Task:
Do these three statements agree with the text on protein O-mannosylation below? For each, answer yes or no and quote the deciding words of the text. 1. Protein O-mannosylation begins in the Golgi apparatus. 2. The O-mannosylation pathway has been characterized best in Saccharomyces cerevisiae. 3. O-mannosylation defects interfere with cell wall integrity in yeast.

Text:
Protein O-mannosylation: what we have learned from baker's yeast

Abstract

Background: Protein O-mannosylation is a vital type of glycosylation that is conserved among fungi, animals, and humans. It is initiated in the endoplasmic reticulum (ER) where the synthesis of the mannosyl donor substrate and the mannosyltransfer to proteins take place. O-mannosylation defects interfere with cell wall integrity and ER homeostasis in yeast, and define a pathomechanism of severe neuromuscular diseases in humans.

Scope of review: On the molecular level, the O-mannosylation pathway and the function of O-mannosyl glycans have been characterized best in the eukaryotic model yeast Saccharomyces cerevisiae. In this review we summarize general features of protein O-mannosylation, including biosynthesis of the mannosyl donor, characteristics of acceptor substrates, and the protein O-mannosyltransferase machinery in the yeast ER. Further, we discuss the role of O-mannosyl glycans and address the question why protein O-mannosylation is essential for viability of yeast cells.

Records provided:
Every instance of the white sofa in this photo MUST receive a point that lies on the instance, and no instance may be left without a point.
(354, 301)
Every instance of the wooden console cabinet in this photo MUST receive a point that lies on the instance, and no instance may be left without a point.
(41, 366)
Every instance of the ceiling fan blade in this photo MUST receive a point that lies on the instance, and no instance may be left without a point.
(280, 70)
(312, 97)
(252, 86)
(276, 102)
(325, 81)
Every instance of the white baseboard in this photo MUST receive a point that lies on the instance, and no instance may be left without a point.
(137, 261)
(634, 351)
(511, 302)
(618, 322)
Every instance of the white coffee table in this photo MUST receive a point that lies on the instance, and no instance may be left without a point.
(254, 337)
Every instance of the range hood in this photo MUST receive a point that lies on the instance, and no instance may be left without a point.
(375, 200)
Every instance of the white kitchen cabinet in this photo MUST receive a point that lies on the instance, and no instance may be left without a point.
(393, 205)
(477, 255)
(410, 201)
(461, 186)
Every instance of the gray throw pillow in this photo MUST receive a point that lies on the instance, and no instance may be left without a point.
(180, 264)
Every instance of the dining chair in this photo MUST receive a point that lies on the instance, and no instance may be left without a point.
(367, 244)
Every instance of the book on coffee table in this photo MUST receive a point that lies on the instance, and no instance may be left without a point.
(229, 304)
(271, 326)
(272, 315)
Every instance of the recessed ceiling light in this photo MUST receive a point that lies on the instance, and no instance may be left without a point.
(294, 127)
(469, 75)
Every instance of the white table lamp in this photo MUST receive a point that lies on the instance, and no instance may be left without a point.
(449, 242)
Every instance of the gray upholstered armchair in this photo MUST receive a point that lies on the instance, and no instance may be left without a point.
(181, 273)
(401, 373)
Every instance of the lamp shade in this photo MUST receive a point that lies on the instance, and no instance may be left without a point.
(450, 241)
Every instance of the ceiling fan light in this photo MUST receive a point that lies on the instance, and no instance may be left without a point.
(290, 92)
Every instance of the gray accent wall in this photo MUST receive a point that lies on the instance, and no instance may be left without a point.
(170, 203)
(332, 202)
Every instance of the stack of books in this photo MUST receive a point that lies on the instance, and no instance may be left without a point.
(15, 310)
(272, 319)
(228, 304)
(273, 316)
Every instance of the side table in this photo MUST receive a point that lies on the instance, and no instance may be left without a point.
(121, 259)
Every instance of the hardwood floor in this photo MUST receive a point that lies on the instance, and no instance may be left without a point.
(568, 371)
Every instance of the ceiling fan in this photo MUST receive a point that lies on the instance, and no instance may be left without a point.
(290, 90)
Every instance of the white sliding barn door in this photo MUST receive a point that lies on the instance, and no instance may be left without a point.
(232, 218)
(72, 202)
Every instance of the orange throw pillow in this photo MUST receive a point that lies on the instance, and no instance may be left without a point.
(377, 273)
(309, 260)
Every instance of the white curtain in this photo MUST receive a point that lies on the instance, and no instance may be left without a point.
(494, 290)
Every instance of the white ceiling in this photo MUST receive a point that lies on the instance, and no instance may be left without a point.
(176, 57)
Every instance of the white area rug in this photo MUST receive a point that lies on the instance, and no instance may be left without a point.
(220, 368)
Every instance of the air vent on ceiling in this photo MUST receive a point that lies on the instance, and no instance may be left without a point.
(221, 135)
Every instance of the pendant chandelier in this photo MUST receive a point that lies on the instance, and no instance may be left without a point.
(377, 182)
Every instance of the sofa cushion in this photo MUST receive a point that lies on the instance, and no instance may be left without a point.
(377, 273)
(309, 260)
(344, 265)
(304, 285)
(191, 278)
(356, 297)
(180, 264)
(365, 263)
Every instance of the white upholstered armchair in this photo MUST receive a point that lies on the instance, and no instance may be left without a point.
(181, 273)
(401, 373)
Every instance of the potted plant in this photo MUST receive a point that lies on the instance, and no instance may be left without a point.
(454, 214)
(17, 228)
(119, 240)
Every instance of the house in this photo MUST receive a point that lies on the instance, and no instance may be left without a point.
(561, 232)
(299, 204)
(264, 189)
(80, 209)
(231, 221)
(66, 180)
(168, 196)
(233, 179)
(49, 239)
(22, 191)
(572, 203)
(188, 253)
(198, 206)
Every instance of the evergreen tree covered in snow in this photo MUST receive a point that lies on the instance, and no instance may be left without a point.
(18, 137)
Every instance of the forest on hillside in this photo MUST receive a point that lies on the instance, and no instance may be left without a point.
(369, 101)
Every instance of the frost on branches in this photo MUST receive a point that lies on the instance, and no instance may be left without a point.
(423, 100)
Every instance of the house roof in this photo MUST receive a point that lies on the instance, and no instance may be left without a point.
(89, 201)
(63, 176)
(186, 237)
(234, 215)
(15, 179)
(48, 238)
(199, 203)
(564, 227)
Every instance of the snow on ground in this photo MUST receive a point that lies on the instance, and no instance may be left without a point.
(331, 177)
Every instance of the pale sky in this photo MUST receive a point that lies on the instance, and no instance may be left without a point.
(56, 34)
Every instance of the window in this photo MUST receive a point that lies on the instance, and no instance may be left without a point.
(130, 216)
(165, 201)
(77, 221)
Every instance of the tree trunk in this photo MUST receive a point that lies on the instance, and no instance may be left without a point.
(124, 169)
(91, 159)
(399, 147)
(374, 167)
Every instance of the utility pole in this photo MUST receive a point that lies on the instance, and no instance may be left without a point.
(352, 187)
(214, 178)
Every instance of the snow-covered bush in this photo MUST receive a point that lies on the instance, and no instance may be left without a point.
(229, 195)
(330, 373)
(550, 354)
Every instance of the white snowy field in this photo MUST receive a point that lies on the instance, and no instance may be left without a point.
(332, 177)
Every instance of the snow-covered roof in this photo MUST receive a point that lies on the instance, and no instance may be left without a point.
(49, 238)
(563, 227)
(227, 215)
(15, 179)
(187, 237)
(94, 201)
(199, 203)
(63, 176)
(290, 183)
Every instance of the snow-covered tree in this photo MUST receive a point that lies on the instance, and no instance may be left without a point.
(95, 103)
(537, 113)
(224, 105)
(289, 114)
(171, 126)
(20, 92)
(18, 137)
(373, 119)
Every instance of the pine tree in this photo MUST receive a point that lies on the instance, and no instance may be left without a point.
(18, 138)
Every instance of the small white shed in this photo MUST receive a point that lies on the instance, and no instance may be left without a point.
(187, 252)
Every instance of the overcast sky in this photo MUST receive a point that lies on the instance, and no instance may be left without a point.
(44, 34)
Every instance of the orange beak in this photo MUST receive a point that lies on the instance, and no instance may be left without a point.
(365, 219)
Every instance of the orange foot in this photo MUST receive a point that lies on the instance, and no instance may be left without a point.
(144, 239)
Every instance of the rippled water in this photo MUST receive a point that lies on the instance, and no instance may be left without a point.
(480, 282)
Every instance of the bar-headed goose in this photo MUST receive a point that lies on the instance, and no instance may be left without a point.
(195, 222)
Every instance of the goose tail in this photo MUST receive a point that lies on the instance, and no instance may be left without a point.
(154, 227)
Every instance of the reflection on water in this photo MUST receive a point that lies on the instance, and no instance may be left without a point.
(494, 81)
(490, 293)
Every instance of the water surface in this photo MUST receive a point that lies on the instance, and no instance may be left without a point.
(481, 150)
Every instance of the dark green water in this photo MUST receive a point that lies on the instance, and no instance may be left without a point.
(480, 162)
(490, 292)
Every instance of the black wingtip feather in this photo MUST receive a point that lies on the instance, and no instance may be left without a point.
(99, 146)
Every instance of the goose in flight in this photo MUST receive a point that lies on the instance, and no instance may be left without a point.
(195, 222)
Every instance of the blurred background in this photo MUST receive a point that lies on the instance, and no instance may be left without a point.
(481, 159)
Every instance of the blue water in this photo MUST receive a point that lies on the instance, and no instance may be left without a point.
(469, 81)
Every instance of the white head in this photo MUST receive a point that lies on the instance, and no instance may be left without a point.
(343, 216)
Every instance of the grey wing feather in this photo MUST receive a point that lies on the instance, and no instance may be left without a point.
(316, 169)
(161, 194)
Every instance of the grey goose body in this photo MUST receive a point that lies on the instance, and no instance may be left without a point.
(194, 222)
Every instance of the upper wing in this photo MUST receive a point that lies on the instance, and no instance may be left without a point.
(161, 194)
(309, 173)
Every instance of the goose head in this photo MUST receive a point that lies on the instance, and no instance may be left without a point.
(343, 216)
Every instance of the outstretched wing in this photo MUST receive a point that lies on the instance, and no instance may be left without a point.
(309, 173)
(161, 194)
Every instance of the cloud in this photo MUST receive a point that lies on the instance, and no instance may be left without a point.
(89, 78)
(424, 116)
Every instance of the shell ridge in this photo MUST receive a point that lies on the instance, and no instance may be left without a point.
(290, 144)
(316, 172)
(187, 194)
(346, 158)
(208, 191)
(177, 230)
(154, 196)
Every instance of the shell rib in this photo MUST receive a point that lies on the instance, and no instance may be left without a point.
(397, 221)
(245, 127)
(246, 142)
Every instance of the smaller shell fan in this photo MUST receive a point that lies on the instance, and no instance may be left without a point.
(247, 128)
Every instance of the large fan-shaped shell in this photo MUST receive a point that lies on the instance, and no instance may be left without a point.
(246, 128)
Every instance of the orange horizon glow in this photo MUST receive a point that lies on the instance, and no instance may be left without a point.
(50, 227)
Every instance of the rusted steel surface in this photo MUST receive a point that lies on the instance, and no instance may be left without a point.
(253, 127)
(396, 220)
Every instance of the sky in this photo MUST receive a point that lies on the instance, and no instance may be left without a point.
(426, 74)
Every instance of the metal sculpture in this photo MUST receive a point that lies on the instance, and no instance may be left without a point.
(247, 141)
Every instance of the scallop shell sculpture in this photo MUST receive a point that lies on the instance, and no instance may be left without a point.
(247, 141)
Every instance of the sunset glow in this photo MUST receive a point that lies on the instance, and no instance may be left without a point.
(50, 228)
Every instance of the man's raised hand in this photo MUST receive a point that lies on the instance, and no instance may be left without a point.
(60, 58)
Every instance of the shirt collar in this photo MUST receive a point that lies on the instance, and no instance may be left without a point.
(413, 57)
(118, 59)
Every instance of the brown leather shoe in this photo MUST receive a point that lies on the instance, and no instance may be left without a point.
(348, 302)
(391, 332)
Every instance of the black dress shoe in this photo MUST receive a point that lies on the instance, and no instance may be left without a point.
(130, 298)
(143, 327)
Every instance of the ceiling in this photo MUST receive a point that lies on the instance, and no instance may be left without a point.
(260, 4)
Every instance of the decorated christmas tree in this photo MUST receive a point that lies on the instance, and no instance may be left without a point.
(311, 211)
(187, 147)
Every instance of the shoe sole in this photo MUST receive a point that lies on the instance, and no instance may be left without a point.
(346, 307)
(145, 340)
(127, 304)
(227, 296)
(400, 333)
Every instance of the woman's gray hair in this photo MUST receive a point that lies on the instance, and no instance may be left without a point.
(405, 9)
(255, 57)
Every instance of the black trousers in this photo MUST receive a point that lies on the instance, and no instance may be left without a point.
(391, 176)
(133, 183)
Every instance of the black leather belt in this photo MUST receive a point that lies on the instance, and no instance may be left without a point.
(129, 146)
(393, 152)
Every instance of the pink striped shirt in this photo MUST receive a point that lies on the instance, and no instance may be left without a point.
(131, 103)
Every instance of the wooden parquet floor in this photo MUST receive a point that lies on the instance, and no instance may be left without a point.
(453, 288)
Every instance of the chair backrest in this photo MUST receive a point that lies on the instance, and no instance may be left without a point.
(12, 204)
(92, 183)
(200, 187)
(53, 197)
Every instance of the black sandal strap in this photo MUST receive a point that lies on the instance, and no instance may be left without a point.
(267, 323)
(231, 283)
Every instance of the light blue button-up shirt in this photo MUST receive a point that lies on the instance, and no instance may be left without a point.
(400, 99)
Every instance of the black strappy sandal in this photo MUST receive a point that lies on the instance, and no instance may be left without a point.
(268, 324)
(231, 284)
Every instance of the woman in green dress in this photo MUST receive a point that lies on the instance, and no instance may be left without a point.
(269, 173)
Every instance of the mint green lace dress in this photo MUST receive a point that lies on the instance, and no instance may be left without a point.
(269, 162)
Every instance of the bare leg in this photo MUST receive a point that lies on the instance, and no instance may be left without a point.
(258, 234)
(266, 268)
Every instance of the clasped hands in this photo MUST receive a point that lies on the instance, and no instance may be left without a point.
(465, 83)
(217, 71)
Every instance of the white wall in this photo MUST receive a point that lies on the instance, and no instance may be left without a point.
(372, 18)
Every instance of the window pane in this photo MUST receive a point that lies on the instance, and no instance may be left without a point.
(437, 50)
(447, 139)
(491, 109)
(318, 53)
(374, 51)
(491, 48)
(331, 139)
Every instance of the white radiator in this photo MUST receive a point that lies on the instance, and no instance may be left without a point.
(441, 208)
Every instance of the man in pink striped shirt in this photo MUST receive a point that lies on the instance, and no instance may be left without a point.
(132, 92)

Problem solution:
1. No: "It is initiated in the endoplasmic reticulum (ER)"
2. Yes: "the O-mannosylation pathway and the function of O-mannosyl glycans have been characterized best in the eukaryotic model yeast Saccharomyces cerevisiae"
3. Yes: "O-mannosylation defects interfere with cell wall integrity and ER homeostasis in yeast"